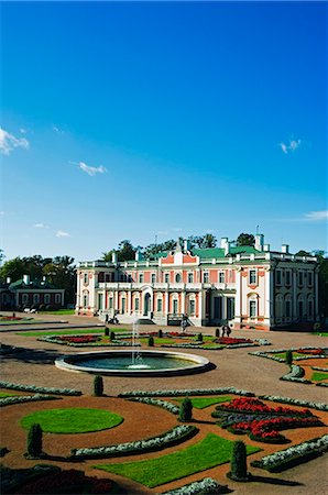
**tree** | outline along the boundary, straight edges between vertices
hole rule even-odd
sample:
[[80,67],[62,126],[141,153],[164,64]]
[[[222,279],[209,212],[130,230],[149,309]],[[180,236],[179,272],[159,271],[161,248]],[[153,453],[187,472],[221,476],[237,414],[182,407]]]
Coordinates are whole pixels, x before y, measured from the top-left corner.
[[232,480],[248,479],[247,449],[241,440],[233,443],[229,477]]
[[178,419],[181,421],[190,421],[193,418],[193,403],[189,397],[185,397],[179,407]]
[[40,458],[42,454],[42,428],[39,422],[31,426],[28,435],[28,454]]
[[255,238],[253,234],[248,234],[248,233],[241,233],[238,235],[237,241],[236,241],[237,245],[255,245]]

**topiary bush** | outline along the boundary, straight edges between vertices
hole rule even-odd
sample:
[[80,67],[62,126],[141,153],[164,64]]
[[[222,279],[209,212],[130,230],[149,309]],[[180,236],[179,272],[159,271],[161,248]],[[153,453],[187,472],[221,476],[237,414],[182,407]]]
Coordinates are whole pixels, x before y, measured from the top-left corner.
[[293,364],[293,352],[291,350],[286,351],[285,362],[291,366]]
[[229,477],[237,481],[248,480],[247,449],[241,440],[233,443]]
[[190,421],[193,418],[193,403],[189,397],[185,397],[182,402],[178,419],[181,421]]
[[31,426],[28,433],[28,455],[39,459],[42,454],[42,428],[39,422]]
[[102,376],[96,375],[94,380],[94,395],[101,397],[103,395],[103,380]]

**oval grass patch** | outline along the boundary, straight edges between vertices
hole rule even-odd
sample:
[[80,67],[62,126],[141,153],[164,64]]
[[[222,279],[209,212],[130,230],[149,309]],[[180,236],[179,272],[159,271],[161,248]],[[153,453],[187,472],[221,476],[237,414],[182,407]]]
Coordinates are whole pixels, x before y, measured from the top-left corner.
[[39,410],[24,416],[20,425],[29,429],[39,422],[47,433],[87,433],[113,428],[122,421],[121,416],[108,410],[74,407]]

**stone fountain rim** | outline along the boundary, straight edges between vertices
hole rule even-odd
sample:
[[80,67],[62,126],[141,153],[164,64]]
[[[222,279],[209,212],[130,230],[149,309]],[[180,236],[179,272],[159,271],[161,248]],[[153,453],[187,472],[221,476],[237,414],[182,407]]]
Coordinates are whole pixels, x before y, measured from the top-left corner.
[[[162,369],[162,370],[136,370],[136,369],[127,369],[127,370],[114,370],[114,369],[92,369],[88,366],[78,366],[69,361],[78,362],[79,360],[85,359],[86,356],[103,356],[113,355],[113,354],[132,354],[132,350],[110,350],[110,351],[89,351],[89,352],[79,352],[76,354],[65,354],[55,360],[55,365],[59,370],[65,370],[75,373],[90,373],[98,375],[111,375],[111,376],[167,376],[167,375],[186,375],[193,373],[201,373],[210,369],[211,363],[207,358],[197,355],[197,354],[188,354],[185,352],[174,352],[174,351],[152,351],[152,350],[138,350],[139,354],[151,354],[151,355],[161,355],[168,358],[176,358],[186,361],[194,361],[195,364],[186,365],[185,367],[179,369]],[[67,360],[67,361],[66,361]]]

★ ★ ★

### STATED GOAL:
Reproduce everything from the line holding "fountain rim** |" through the last line, inclusive, request text included. Shift every x and y coordinate in the outline answers up by 109, and leave the sample coordinates unchanged.

### CORRECT RESULT:
**stone fountain rim** | outline along the boundary, straight edges between vertices
hole rule even-odd
sample:
[[80,67],[62,126],[141,153],[164,64]]
[[[222,279],[209,212],[130,230],[149,309]],[[180,236],[179,272],[159,271],[161,248]],[[153,453],[187,472],[221,476],[237,414],[182,407]]]
Coordinates are whole pixels, x before y, measured from the top-left corner.
[[[271,478],[271,479],[245,479],[245,478],[236,478],[236,479],[223,479],[223,478],[201,478],[197,475],[187,475],[178,470],[187,471],[188,469],[194,468],[195,465],[212,465],[222,464],[222,463],[241,463],[241,459],[219,459],[219,460],[198,460],[198,461],[188,461],[185,463],[174,463],[164,469],[164,474],[168,479],[174,479],[184,482],[199,482],[207,484],[220,484],[220,485],[276,485],[276,484],[295,484],[302,482],[310,482],[319,478],[320,472],[316,467],[306,464],[306,463],[297,463],[294,461],[283,461],[283,460],[261,460],[261,459],[247,459],[248,463],[260,463],[260,464],[270,464],[277,467],[285,467],[295,470],[303,470],[304,473],[295,474],[294,476],[288,478]],[[176,469],[176,470],[175,470]]]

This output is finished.